** Goal **
Could you turn everything from the start of the rows down to the line containing "371,473 -> 409,480", both ends included, into a numbered list with blank lines left out?

--- Start Data to process ---

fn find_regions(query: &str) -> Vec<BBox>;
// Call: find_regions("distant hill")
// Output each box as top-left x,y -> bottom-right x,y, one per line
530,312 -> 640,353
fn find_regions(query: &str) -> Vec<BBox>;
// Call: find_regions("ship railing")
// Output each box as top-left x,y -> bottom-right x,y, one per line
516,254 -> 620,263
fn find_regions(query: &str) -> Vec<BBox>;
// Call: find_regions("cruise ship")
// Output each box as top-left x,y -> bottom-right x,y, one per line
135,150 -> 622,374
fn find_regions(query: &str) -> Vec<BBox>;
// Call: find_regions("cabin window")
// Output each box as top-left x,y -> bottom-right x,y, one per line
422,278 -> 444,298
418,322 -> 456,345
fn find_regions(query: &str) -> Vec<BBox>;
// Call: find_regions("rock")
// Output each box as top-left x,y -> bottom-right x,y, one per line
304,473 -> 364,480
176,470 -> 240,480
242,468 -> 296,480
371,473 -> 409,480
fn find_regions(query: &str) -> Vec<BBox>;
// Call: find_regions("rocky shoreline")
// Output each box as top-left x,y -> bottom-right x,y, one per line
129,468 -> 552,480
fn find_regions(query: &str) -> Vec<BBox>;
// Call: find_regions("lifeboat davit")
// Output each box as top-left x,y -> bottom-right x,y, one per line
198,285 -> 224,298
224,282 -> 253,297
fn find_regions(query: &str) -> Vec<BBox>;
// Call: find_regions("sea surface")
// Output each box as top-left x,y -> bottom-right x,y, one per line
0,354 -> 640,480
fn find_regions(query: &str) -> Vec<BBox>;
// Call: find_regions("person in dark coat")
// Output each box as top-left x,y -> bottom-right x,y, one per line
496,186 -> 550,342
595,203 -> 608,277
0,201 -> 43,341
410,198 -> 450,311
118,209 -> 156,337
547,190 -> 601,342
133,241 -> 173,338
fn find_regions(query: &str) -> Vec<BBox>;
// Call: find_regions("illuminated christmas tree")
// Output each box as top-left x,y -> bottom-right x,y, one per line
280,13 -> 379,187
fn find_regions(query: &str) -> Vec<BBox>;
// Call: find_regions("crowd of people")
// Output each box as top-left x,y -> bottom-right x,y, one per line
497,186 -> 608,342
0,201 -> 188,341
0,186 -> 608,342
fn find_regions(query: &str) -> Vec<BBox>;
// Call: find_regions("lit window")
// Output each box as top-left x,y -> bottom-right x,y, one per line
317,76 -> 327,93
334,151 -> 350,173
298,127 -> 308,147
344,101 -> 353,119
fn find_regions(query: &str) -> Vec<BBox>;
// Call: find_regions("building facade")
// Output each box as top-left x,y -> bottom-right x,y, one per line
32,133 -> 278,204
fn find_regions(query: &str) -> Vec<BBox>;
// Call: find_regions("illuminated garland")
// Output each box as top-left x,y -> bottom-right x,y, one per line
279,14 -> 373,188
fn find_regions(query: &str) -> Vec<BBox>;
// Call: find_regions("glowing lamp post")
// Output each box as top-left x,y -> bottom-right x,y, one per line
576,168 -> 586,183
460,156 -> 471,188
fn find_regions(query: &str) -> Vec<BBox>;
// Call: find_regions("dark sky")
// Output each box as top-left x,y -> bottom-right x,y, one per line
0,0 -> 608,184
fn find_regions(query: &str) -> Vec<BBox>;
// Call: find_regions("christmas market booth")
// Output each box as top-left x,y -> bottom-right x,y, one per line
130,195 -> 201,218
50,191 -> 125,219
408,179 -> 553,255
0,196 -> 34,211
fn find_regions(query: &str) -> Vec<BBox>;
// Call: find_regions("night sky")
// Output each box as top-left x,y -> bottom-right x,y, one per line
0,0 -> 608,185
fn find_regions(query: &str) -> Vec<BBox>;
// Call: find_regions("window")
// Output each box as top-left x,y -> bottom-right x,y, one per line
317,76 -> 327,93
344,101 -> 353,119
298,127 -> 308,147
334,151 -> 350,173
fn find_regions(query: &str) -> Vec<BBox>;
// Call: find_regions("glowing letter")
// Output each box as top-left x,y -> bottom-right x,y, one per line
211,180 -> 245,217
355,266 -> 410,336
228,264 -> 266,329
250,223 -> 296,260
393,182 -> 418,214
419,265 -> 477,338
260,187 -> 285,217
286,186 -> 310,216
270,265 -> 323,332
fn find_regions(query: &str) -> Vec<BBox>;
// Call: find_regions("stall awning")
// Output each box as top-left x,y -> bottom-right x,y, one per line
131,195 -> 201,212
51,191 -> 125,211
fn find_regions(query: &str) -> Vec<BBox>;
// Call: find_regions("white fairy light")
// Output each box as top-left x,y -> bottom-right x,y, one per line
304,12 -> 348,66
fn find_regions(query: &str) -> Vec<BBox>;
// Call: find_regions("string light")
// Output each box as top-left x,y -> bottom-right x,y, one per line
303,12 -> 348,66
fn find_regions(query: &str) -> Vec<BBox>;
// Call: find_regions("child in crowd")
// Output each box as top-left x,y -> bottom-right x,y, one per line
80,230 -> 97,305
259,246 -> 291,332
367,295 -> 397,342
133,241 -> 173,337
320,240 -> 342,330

--- End Data to process ---

** Solution to the problem **
1. fn find_regions(query: &str) -> Vec<BBox>;
2. // Call: find_regions("distant hill")
3. // Output each box as top-left x,y -> bottom-right x,y, one per line
4. 530,312 -> 640,353
5. fn find_regions(query: &str) -> Vec<BBox>;
6. // Call: find_regions("ship railing")
7. // Output each box as top-left x,y -> bottom-right x,y, one per line
8. 516,254 -> 620,263
9. fn find_regions(query: &str) -> Vec<BBox>;
10. // Call: find_regions("cruise ship")
11. // Output each box as top-left x,y -> bottom-right x,y, one per line
12. 135,150 -> 622,374
13. fn find_regions(query: &str) -> Vec<BBox>;
14. // Call: find_regions("cabin window")
15. // Output each box as top-left x,y -> bottom-right x,y, one per line
16. 422,278 -> 444,298
17. 418,322 -> 456,345
18. fn find_regions(query: &str) -> Vec<BBox>;
19. // Call: find_regions("rock")
20. // Output each box as top-left x,y -> bottom-right x,y, one per line
21. 304,473 -> 364,480
22. 176,470 -> 240,480
23. 242,468 -> 296,480
24. 371,473 -> 409,480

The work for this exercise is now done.